MATERIALS PROVIDED
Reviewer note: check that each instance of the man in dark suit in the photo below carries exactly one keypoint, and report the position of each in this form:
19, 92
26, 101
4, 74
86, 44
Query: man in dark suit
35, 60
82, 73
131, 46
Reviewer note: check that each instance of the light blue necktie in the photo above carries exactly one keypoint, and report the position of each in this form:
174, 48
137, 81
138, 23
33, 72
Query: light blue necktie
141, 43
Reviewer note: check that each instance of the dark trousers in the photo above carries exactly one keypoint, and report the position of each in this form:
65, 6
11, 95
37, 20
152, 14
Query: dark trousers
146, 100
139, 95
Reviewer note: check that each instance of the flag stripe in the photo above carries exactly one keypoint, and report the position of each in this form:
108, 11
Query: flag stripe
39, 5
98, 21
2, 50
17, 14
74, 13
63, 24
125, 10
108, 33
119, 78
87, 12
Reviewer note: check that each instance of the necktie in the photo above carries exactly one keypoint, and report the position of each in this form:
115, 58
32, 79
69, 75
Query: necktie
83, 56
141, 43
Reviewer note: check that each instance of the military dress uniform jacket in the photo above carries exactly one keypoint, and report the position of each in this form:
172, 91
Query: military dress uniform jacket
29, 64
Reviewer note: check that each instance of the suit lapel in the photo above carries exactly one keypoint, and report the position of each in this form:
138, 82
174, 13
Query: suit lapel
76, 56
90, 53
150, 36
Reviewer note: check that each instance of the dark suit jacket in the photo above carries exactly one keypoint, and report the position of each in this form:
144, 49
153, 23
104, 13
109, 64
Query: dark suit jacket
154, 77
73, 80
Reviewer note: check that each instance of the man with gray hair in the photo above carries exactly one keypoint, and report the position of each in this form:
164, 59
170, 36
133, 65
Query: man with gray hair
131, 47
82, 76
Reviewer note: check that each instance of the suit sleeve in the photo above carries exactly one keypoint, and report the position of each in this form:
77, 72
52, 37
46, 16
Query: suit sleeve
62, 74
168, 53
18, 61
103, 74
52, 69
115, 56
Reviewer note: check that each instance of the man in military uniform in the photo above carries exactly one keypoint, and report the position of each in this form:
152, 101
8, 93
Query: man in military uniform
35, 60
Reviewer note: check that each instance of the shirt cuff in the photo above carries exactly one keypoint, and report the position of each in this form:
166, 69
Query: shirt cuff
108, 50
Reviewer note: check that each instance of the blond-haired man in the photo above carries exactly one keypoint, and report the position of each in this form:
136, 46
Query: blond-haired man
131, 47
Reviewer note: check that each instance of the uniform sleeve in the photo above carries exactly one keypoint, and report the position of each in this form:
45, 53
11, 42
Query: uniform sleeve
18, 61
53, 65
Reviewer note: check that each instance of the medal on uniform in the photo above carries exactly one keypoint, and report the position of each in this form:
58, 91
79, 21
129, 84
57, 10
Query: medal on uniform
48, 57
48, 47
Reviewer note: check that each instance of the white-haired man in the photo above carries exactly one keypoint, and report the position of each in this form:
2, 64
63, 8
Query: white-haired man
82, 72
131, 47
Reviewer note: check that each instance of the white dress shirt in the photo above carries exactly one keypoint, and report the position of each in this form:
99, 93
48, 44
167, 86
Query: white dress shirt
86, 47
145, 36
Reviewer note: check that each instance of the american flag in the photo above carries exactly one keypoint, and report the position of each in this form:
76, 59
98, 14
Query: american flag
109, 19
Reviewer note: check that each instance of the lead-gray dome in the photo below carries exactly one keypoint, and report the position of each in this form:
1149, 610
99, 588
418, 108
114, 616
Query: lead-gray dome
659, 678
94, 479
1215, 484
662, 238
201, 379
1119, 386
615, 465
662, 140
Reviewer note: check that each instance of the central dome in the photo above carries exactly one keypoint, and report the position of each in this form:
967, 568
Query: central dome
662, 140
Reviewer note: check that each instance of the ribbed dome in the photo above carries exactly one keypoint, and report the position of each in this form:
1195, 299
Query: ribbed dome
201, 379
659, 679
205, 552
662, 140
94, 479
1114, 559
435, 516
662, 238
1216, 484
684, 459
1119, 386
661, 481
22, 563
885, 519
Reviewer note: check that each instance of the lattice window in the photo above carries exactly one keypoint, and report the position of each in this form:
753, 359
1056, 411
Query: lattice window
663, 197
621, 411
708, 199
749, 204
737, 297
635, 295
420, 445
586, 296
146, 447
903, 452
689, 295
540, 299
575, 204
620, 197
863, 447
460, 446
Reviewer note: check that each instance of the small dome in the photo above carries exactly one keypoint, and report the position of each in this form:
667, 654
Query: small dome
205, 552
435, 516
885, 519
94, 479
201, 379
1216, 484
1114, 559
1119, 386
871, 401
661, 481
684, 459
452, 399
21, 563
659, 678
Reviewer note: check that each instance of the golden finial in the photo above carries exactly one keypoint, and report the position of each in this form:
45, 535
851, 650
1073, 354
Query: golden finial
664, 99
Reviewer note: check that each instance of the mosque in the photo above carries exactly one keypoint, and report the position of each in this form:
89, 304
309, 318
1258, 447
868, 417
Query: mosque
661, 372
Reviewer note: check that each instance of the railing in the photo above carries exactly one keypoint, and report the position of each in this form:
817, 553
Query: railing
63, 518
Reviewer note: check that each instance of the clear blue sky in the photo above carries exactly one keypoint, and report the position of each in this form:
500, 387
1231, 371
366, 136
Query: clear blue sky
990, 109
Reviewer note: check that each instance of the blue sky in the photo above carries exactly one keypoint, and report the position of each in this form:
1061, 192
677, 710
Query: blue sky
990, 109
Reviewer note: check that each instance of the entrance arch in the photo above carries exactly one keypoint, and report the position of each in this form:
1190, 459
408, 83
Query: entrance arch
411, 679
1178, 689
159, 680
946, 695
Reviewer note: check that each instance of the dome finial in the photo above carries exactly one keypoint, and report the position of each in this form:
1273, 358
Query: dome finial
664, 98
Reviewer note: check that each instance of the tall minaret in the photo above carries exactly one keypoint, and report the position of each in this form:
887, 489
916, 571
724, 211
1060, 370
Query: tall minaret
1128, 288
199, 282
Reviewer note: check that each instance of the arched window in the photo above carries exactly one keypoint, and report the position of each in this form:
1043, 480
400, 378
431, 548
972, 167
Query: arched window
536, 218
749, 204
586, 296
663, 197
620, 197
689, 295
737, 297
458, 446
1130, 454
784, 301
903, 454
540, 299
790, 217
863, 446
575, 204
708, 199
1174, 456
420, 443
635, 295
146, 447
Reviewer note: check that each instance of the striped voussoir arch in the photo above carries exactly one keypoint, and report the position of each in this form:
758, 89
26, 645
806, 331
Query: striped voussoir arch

WHAT YOU SHOULD DO
Every entry should be restated word for word.

ANSWER SPACE
Reviewer note: check that each instance of the man in dark suit in the photo below carries exactly one keypoint, and report the position of each in this form:
19, 92
26, 101
4, 74
86, 44
Query: man in dark suit
35, 60
82, 73
131, 46
Reviewer note: check that each instance of the light blue necktie in the photo above carries exactly one keypoint, and report the position of each in this form:
174, 48
137, 81
138, 23
33, 72
Query: light blue necktie
141, 43
Reviewer note: check that each instance of the dark trousers in the photo above carries exactly one keypoint, and report the position of each in this form:
65, 6
11, 95
37, 20
152, 14
Query: dark trousers
146, 100
139, 95
Reviewer note: check that each instance of the flag stripe in the photo above carries exactly one keypoint, and report the position of each in this form:
108, 11
Query: flag stripe
39, 5
98, 21
2, 50
17, 14
74, 13
63, 24
125, 10
108, 33
119, 78
87, 12
Reviewer note: check that each instance of the necktie in the photo above carries exactly one keypoint, and report the position of each in this form:
115, 58
32, 79
69, 75
Query: necktie
83, 56
141, 43
Reviewer note: check that each instance of the military dress uniform jacket in the photo above carries exactly one keypoint, and report the position of each in this form:
172, 91
Query: military dress uniform jacket
29, 64
Reviewer note: check that each instance of the suit lapel in the photo above carries exactly one keypoint, and report the position of each in this form:
138, 82
174, 13
Query: suit lapel
76, 56
90, 53
150, 36
Reviewer note: check that each instance of the dark suit jacket in the photo above carries exactly one keypoint, and report the position of each in this form:
144, 49
153, 23
104, 13
109, 64
Query: dark suit jacket
154, 77
73, 80
Reviewer note: check that each instance of the man with gray hair in the photo above carries exactly one keypoint, and report the position of each in this form:
164, 59
170, 36
133, 65
Query: man with gray hair
131, 47
82, 76
Reviewer note: check that each instance of the suit sleeve in the photo above carries exactly one keypoint, and report the position of each in this form:
77, 72
52, 37
46, 16
Query: suit sleeve
62, 74
168, 53
18, 61
103, 74
52, 69
115, 56
Reviewer note: check that each instance of the man in military uniform in the photo above carries exactly one keypoint, and report the position of each in this form:
152, 101
8, 93
Query: man in military uniform
35, 60
Reviewer note: check that each instance of the shirt cuff in the photo above carries exactly one keypoint, and report the position of each in this form:
166, 69
Query: shirt cuff
108, 50
Reviewer note: check that each instance of the blond-haired man in the photo above carries exactly one keypoint, and report the position of each in this form:
136, 46
Query: blond-haired man
131, 47
Reviewer note: check that each instance of the uniform sleeve in the photo above carries exactly one keypoint, and report the position of each in this form:
45, 53
11, 42
Query: uniform sleeve
18, 61
53, 65
Reviewer note: check that each instance of the medal on uniform in the photo above carries exactly one keypoint, and report the position of each in this form:
58, 91
79, 21
129, 84
57, 10
Query: medal on uniform
48, 57
48, 47
Reviewer note: check that each instance of the white-haired man in the photo above carries exactly one keypoint, and report the position of each in this form:
2, 64
63, 8
Query: white-haired man
82, 72
131, 47
Reviewer note: check that each instance of the white dress shirt in the photo above carries exactly one keypoint, and report the position of each in this form:
99, 93
48, 44
167, 86
Query: white dress shirt
86, 47
145, 36
Reviewer note: check that each instance of the american flag in the photo above carries exactly one keypoint, and report the position of each in this form:
76, 59
98, 14
Query: american flag
109, 19
Reviewer note: check that each instance of the lead-gray dome in the photo below carries exactly one keypoint, and report the position of each in this form:
1149, 610
99, 588
418, 108
114, 616
Query: lead-gray dome
659, 678
94, 479
1215, 484
662, 238
201, 379
1119, 386
615, 465
662, 140
Reviewer note: check that each instance of the central dome in the photo above carries exactly one keypoint, and report the position of each in this form:
967, 568
Query: central dome
662, 140
Reviewer note: check that each instance of the ribbed dome in the photo above carries exactly one keypoint, and report the position of each in this form:
1195, 299
Query: ribbed dome
201, 379
659, 679
205, 552
662, 140
94, 479
1114, 559
435, 516
662, 238
1216, 484
684, 459
1119, 386
661, 481
22, 563
885, 519
Reviewer note: check that each instance of the lattice window in the photo above carries exactly one keypoint, and report the position of each in this form:
753, 359
1056, 411
Query: lattice window
663, 197
621, 411
708, 199
749, 204
737, 297
635, 295
420, 445
586, 296
146, 447
903, 452
689, 295
540, 299
575, 204
620, 197
863, 447
460, 446
Reviewer note: check that each instance of the small dome in the photo above carries exactly one keypoint, and report the position of each in this form:
667, 654
Query: small dome
205, 552
435, 516
885, 519
94, 479
201, 379
1216, 484
1114, 559
1119, 386
871, 401
661, 481
684, 459
452, 399
21, 563
659, 678
Reviewer note: check that each instance of the golden finial in the photo above carries exactly one keypoint, and report the position of each in this form:
45, 535
851, 650
1073, 354
Query: golden finial
664, 99
Reviewer note: check that each instance of the mosque in the photo above carries exactly one keypoint, and report the position of each in this form:
89, 304
309, 318
1258, 447
868, 417
Query: mosque
661, 372
Reviewer note: check that each instance of the railing in the photo above carries exactly one keypoint, and report the position of each in this form:
817, 553
Query: railing
63, 518
Reviewer note: check that each instance of the clear blue sky in the photo above carries exactly one keypoint, and report the position of each in this form:
500, 387
1231, 371
366, 136
Query: clear blue sky
990, 109
Reviewer note: check that each instance of the blue sky in the photo above carries exactly one keypoint, and report the position of each in this form:
1061, 192
677, 710
Query: blue sky
990, 109
Reviewer note: check that each instance of the entrance arch in the photo above carries exactly one keypoint, and report the position of each in this form:
1190, 459
408, 83
Query: entrance arch
411, 679
1178, 689
159, 680
946, 695
Reviewer note: check that each instance of the dome finial in the photo above carries exactly one keypoint, and report the position of each in this form:
1273, 358
Query: dome finial
664, 98
Reviewer note: check that each instance of the tall minaret in the photo above carries exactly one keypoint, and report the position of each in this form:
887, 489
916, 571
724, 211
1060, 370
Query: tall minaret
1128, 288
199, 282
Reviewer note: check that each instance of the arched window in the photo above carries exactly one keypoint, and report the position of each in this form:
1043, 480
400, 378
431, 548
972, 167
Query: arched window
536, 218
749, 204
586, 296
663, 197
620, 197
689, 295
737, 297
458, 446
1130, 454
784, 301
903, 454
540, 299
790, 217
863, 446
575, 204
708, 199
1174, 456
420, 443
635, 295
146, 447
Reviewer note: check that each instance of the striped voussoir arch in the photo above carries exactly one keypoint, and report the position of each in this form:
758, 89
26, 645
806, 331
Query: striped voussoir arch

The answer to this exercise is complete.